I volontari verso At-Tuwani

I volontari verso At-Tuwani

Lunedì 31 Luglio – Giovedì 3 Agosto

Lunedì iniziamo il vero e proprio summer camp. Veniamo suddivisi in 4 gruppi per fasce d’età dai 3 ai 16 anni e facciamo due laboratori al giorno inframezzati dalla merenda, e inauguriamo e portiamo a termine la giornata con canti e balli.

I bambini, dai più piccoli agli adolescenti, hanno voglia di giocare e fare nuove esperienze. I loro occhi sono affamati di vita e dai loro sorrisi possiamo capire che apprezzano il nostro impegno!

Voci fornite:
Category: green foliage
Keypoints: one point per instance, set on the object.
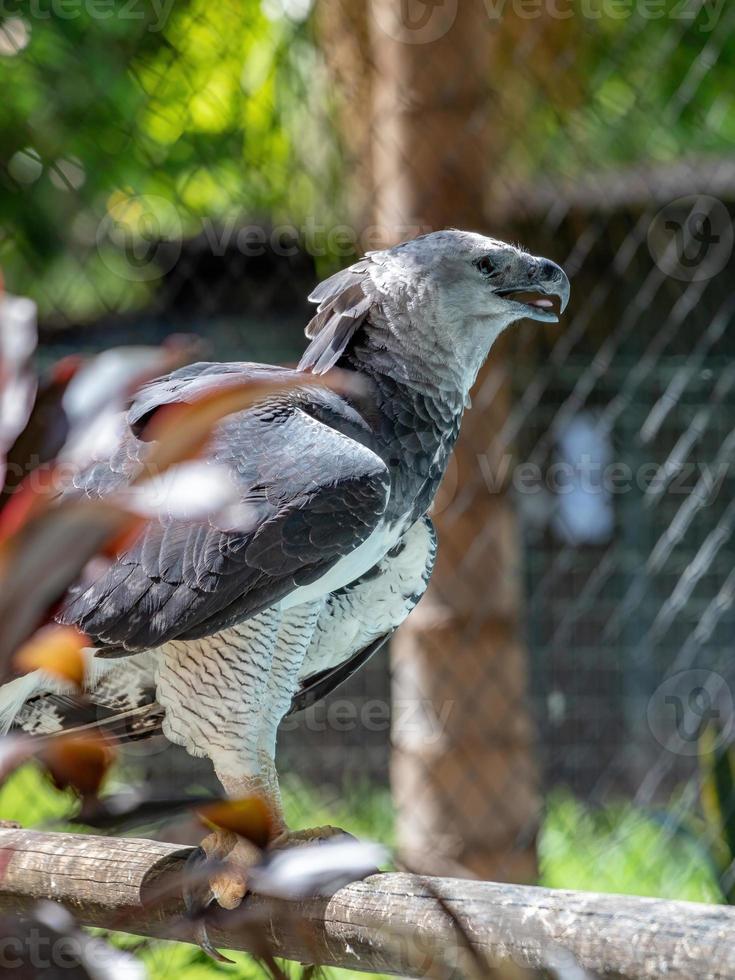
--
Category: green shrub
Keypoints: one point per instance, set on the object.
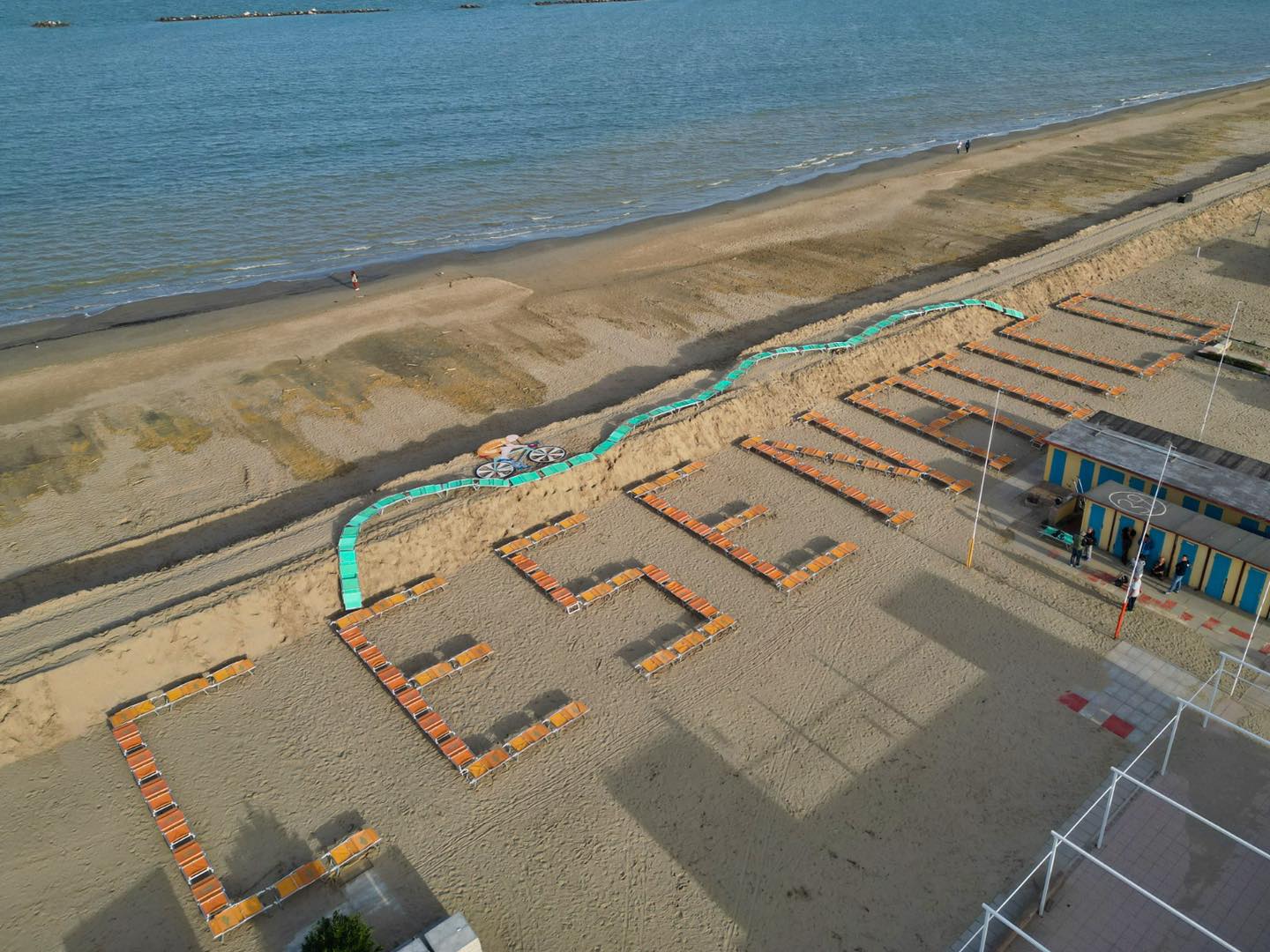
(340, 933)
* * *
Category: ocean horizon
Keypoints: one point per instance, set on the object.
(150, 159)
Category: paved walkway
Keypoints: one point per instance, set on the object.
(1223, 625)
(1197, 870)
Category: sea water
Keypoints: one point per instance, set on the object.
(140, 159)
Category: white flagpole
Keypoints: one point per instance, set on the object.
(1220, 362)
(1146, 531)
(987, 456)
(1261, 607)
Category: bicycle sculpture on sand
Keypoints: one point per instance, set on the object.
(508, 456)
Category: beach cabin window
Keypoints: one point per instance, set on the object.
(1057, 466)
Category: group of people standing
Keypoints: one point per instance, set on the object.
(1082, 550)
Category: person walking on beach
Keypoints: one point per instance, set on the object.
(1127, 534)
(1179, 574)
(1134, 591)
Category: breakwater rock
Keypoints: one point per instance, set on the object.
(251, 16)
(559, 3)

Consegne da svolgere:
a. Traduci in inglese questa frase tratta dal testo sui volontari ad At-Tuwani: «I bambini, dai più piccoli agli adolescenti, hanno voglia di giocare e fare nuove esperienze.»
b. Prosegui il testo sui volontari ad At-Tuwani a partire dalla frase con cui si chiude.

Elenco risposte:
a. The children, from the youngest to the teenagers, are eager to play and have new experiences.

b.
Dipingono il loro autoritratto, disegnano ad occhi chiusi o tracciano la sagoma di un amico su un foglio posto per terra, giocano a memory gigante, con i giornali riciclati fanno delle palle o dei birilli ricoprendo di carta e vinavil le bottiglie usate, il tutto viene poi dipinti. I bambini si divertono molto anche a colorare il nostro viso senza tralasciare la decorazione delle maglie del summer camp su cui ci scriviamo a vicenda i nostri nomi in italiano e in arabo. I bambini imparano anche piccoli trucchi di magia grazie alla presenza di Marco, in arte “Il Pimpa”, che per loro imbastisce anche due spettacoli durante i quali alcuni dei bambini vengono coinvolti nelle magie. Tutti estasiati seguono attenti lo spettacolo.

I giorni procedono alternando la mattina con i bimbi e nel pomeriggio oltre al riposo dedichiamo un po’ di tempo alla conoscenza e alla scoperta del territorio e delle altre associazioni, come Operazione Colomba, che si impegnano ad aiutare i cittadini di At-tuwani.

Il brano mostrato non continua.